■ TASK ITEM ■
Beginning with the line containing "Sample: x=222 y=321" and ending at the last line of the data, set down every line exactly, leaving out all pictures.

[Data excerpts]
——————————
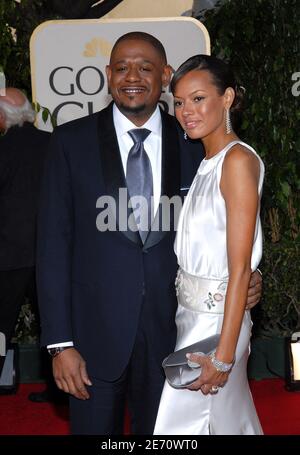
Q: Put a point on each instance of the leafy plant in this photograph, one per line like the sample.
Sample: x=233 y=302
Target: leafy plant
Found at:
x=261 y=41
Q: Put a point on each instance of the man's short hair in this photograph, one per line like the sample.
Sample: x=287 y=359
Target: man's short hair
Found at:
x=143 y=37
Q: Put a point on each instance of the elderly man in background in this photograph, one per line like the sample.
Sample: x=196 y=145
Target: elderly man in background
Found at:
x=22 y=151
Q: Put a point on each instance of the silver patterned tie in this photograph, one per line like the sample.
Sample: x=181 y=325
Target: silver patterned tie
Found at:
x=139 y=179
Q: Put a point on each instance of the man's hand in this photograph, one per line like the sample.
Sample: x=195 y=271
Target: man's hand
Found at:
x=255 y=290
x=70 y=373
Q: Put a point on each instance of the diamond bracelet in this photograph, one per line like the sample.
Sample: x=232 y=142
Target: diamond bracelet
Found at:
x=223 y=367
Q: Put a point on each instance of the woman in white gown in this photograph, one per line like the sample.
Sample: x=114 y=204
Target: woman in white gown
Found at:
x=218 y=244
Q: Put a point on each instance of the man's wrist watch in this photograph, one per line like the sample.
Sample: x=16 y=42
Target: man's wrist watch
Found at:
x=57 y=350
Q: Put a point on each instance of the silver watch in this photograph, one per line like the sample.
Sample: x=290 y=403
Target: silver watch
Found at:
x=223 y=367
x=57 y=350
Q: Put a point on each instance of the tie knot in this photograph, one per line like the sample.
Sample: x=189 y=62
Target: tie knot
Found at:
x=139 y=134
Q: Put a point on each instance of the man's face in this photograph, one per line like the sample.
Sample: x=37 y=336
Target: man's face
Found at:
x=136 y=75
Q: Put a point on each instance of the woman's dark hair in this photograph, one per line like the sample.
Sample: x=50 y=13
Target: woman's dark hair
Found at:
x=222 y=77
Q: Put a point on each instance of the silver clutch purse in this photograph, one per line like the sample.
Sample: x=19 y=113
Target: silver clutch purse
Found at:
x=179 y=371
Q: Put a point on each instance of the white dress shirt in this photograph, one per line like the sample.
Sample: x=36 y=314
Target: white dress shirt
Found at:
x=152 y=145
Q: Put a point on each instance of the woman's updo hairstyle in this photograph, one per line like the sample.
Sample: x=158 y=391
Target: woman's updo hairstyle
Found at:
x=222 y=77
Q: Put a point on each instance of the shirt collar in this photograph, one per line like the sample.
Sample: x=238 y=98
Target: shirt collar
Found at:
x=123 y=124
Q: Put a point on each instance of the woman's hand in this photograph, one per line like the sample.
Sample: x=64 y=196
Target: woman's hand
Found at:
x=210 y=378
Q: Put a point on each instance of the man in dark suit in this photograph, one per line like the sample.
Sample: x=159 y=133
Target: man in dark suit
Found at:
x=22 y=152
x=107 y=297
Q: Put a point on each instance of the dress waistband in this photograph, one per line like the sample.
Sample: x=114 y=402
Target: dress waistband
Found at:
x=200 y=294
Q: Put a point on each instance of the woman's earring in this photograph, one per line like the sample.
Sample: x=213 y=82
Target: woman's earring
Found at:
x=228 y=125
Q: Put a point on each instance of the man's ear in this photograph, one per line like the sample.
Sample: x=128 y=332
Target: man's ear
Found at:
x=167 y=75
x=108 y=76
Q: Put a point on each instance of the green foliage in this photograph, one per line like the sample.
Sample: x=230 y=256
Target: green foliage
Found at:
x=261 y=41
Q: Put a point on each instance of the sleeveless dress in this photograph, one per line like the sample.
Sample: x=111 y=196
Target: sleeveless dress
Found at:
x=201 y=284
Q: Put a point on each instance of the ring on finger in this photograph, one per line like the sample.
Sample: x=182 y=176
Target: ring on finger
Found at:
x=214 y=389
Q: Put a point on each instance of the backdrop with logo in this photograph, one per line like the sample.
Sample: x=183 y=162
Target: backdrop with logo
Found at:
x=68 y=60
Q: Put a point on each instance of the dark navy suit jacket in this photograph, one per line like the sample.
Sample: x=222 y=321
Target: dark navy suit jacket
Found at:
x=96 y=287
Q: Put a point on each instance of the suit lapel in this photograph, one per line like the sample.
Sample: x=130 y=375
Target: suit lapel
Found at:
x=113 y=173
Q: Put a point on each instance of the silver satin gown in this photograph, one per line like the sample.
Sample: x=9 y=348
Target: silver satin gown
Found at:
x=201 y=284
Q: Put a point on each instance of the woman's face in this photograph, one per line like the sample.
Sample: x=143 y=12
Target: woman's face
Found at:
x=199 y=107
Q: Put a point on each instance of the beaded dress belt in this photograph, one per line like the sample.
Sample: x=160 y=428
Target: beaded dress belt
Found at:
x=200 y=294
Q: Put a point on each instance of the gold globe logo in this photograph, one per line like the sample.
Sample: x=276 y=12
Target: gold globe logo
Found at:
x=97 y=46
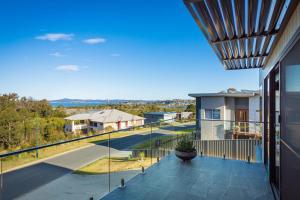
——————————
■ RESPONSE FOR THIS EXERCISE ■
Sample: x=222 y=321
Target: dark navy suit jacket
Found at:
x=96 y=287
Q: Put a point on each instance of the suit lapel in this photograph, one per line like the sample.
Sample: x=130 y=375
Target: suit lapel
Found at:
x=113 y=173
Q: Put a point on each instance of the silver satin gown in this photograph, one per line like the sample.
Sample: x=9 y=348
Target: silver satin gown
Found at:
x=201 y=284
Q: Put a point on each instance of the woman's face in this photograph, one per line like the sample.
Sample: x=143 y=12
Target: woman's face
Found at:
x=199 y=107
Q: Put a point on each instance of the beaded dress belt in this photograph, one per line like the sample.
Sample: x=160 y=428
Target: beaded dress belt
Found at:
x=200 y=294
Q: Put a point on each instance of the gold globe logo in this photograph, one per line like the sample.
Sample: x=276 y=12
Target: gold globe logo
Found at:
x=97 y=46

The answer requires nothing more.